─── ページ本文 ───

今回話を聞いたのは、創業20年以上の実績を持つアクアグローバルサポートの剱持さん。“究極の別れさせ工作”を日々追求してきたそうですが、そもそも「別れさせ屋」ってなんですか?

「創業した当初は、浮気調査をメインに請け負っていました。夫の不倫を疑った妻が、その証拠をつかむために我々に調査を依頼する。ただ、決定的な浮気の証拠をつかんでも、実際に離婚を選ぶのは2~3割程度でした。今よりも女性の経済力が低い時代でしたし、子どもがいたりすると、やっぱりなかなか離婚にはふみきれないんですね。どうにか夫と相手を別れさせることができないか、そんな相談を受けることが増えてきて、そこから『別れさせ屋』のサービスがスタートしました」と剱持さん。

当初はそういった“夫と不倫相手を別れさせたい”という妻からの依頼がほとんどを占めていたそうです。それから20年余りを経て、別れさせ屋への依頼内容も時代と共に変化しており、たとえば不倫彼氏とその妻を別れさせたい独身女性、元カレと今カノを別れさせたい元カノ、息子と交際相手を別れさせたい親など、さまざまなパターンの依頼が来るように。特にここ数年で一気に増えた依頼が、ダブル不倫だとか。

ダブル不倫がらみの依頼が増加! 別れさせ後のコワ~イ決断も

「弊社の調査で、不倫中の男女1,000人に質問したところ、なんと53%がどちらにも配偶者がいる“ダブル不倫”でした。女性に経済的余裕ができたことや、アプリの普及で出会いの機会が増えたこともありますね」。女性に経済力がついたのはうれしいことだけど、『昼顔』のようなことがそこかしこで起こっているとは何事だ!? 

「ダブル不倫の依頼で多いのは、最初はお互い独身だと偽って“割り切った関係”で気軽につきあっていたのが、関係が深まるにつれて泥沼にはまるパターンですね。徐々に目に見えないものが欲しくなり、割り切った関係であきたらず、相手の何もかもが欲しくなってしまう。そしてお互いが結婚していることがわかると、女性側が相手男性の家庭を崩壊させたいと考えるようになり、別れさせ工作を依頼してくることが多いです」。

───

#### 記述課題 A:
記録のうち、「floor with a single point per instance.」を含む行から記録の最後までを両端を含めて書き直してください。その際、「dark water」を「muddy water」に置き換え、ほかは一切変えないこと。

─── 提示資料 ───

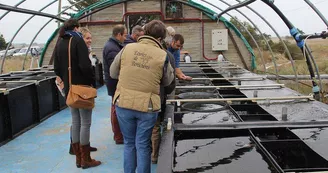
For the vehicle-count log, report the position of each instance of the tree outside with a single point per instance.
(3, 43)
(83, 4)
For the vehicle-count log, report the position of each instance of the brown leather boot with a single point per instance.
(76, 149)
(92, 149)
(86, 160)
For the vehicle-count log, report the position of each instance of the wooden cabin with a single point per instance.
(191, 20)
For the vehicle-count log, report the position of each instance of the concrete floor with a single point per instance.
(44, 148)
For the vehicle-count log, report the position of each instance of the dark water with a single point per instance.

───

#### 記述課題 B:
本文で「たとえば」に続けて挙げられている依頼のパターンをすべて書き出せ。

#### 正しい出力 A:
For the vehicle-count log, report the position of each instance of the concrete floor with a single point per instance.
(44, 148)
For the vehicle-count log, report the position of each instance of the muddy water with a single point per instance.

#### 正しい出力 B:
- 不倫彼氏とその妻を別れさせたい独身女性
- 元カレと今カノを別れさせたい元カノ
- 息子と交際相手を別れさせたい親